Copy out word for word the part of the passage below on virtual facilitation that opens with the words containing "Crystal added that" and closes with "with the tools.".

| Document passage |

* * *

Karen had a story she was almost embarrassed to tell. She'd run a two-day in-person workshop that had been spread across five days in two-to-three-hour virtual segments. The participants were 24 directors-and-above, including one C-level. Half of them refused to turn their cameras on for the first three or four hours. She tried asking gently — "I'd love to be able to see you." One person complied. She asked the client to ask. No one moved. Eventually the senior VP who sponsored the engagement said directly that the discussion required eye contact, and asked everyone to come prepared the next day with cameras on. Most did. Some still refused. Karen let it be.

Her observation across the experience: when someone won't turn their camera on, they're also creating space to check out, do something else, multitask. The facilitator can push, but there are limits to how hard the push works. Some of the resolution comes from prepping people in advance — explaining the norms before the session rather than during it. Some of it comes from setting expectations explicitly — is this a tie-and-blazer meeting or a baseball-cap-and-t-shirt meeting? Are people allowed to use virtual backgrounds? What if someone has contractors in the house or a baby crying or a fire truck going by? Setting the rules ahead of time reduces the friction in the moment.

Crystal added that people may also need help with the technology — knowing how to set up virtual backgrounds if their physical space is a problem, knowing how to mute themselves, knowing how to use breakout rooms. What looks like camera-shyness sometimes is actually unfamiliarity with the tools.

On stalled improvement work and getting it moving again

A question came in from Bill — his team's improvement projects had been put on hold during the pandemic, and he was trying to get them started up again. Mike, working inside a healthcare system, had been navigating exactly this challenge in real time.

* * *

| Dataset records |
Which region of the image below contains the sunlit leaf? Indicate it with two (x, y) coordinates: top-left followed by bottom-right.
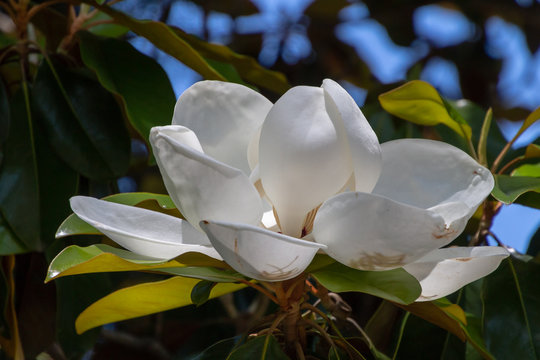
(482, 258), (540, 360)
(0, 79), (10, 143)
(227, 335), (289, 360)
(491, 175), (540, 204)
(312, 263), (421, 304)
(379, 80), (472, 139)
(191, 280), (217, 306)
(75, 276), (246, 334)
(79, 32), (176, 148)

* * *

| Solution to this problem |
Crystal added that people may also need help with the technology — knowing how to set up virtual backgrounds if their physical space is a problem, knowing how to mute themselves, knowing how to use breakout rooms. What looks like camera-shyness sometimes is actually unfamiliarity with the tools.